Bootcamp Workout Ideas
Take the workout outside to give participants a break from the gym. Photo Credit Mark Bowden/iStock/Getty Images

Boot camp workouts endure, because they combine three basics of any fitness program -- strength, cardio and agility -- into one challenging workout. Usually a combination of military and athletic training drills, boot camp workouts resist highly choreographed moves and instead strive for simplicity. The drills involve body weight or simple tools. Whether you run a boot camp outdoors near a park or in the confines of a fitness facility, choose moves you can modify according to various fitness levels.

The Framework

Structure boot camp workouts like a circuit. Plan to do 10 to 12 exercises in a row with little or no rest in between them, for example. Set a time limit for each exercise, usually 30 to 90 seconds. An alternative way to structure class is by number of repetitions. However, if you ask for a high number – for example, 100 pushups -- you may not get 100 percent effort out of your participants. Warm up before the workout with light cardio moves such as marching in place and dynamic stretching. Have your boot campers do knee hugs, torso twists and body-weight squats.

Outdoor Options

An outdoor environment gives you an opportunity to be more creative with the workout. Head to a park or playground where you can push your participants beyond their limits. Use a swing, for example, for suspension training. Participants get into pushup position with their ankles resting on the swing’s seat and do pushups or pull the knees to the chest for a challenging jack-knife variation. Use a park bench for stepups and dips. A grassy area is perfect for sprints. Boot campers can also do traditional moves, such as jump lunges, prisoner squats, burpees and mountain climbers to round out the outdoor workout.

GIVEN ENTRIES:
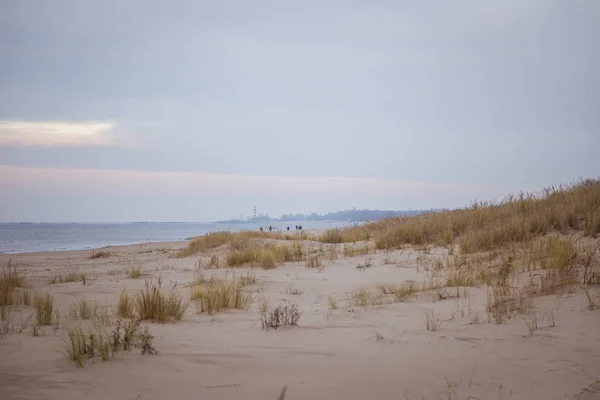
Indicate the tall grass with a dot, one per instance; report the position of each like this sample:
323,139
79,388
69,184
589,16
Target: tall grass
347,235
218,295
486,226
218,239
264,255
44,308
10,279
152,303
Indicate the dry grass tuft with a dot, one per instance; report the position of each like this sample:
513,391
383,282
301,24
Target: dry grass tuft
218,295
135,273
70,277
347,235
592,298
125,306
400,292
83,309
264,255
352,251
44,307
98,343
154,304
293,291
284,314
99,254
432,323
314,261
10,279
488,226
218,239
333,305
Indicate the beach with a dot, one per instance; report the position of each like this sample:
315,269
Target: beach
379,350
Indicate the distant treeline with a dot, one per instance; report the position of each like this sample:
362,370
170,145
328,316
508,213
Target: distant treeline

==

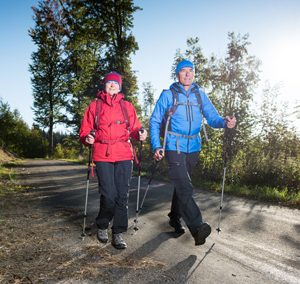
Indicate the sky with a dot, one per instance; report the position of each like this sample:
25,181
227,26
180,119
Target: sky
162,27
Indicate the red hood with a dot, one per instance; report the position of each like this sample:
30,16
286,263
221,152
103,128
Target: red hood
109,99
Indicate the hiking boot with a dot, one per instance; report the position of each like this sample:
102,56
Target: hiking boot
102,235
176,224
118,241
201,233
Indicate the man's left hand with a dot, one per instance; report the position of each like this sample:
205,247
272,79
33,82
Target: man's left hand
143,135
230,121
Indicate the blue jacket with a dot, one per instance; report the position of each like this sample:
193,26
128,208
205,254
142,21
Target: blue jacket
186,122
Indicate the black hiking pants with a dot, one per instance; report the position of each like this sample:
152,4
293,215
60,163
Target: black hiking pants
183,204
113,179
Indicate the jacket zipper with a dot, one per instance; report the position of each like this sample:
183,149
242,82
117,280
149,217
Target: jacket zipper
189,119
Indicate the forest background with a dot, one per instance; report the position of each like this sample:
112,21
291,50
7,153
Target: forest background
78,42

PARTS OF THE EXERCISE:
#1 According to the boot camp workout text, how long is the usual time limit for each exercise in the circuit?
#2 Continue the boot camp workout text, starting after its final sentence.

ANSWER LIST:
#1 Usually 30 to 90 seconds.

#2
Instead of bogging participants down with loads of fancy equipment, hand them a set or two of dumbbells for a simple boot camp routine. Use the dumbbells to boost the intensity of classic moves. For example, have participants do jumping jacks while pressing light weights overhead. Put boot campers into a plank position for renegade rows. Use the dumbbells for a pushup with a rotation into a side plank with a shoulder raise. Interweave straightforward exercises, such as dumbbell curls and squats, throughout the workout to keep participants from being overwhelmed.

Alternative Equipment

Other pieces of simple equipment you can use in boot camps include medicine balls, resistance bands and fitness benches. Incorporate the medicine balls into partner drills. Have two participants face one another and jog sideways as they pass the ball. Also have them use the balls for single-person drills, such as lunges with rotation and medicine ball pushups. Resistance bands can easily be used indoors or out. Use them for side-stepping abductor strengthening and to simulate lat pull-downs by holding the tubing taut overhead with an end in each hand. Have participants pull it down to the bridge of the nose for several reps. Avoid using the fitness bench for step aerobics moves. Instead, use it for uncomplicated cardio drills such as plyometric jumps.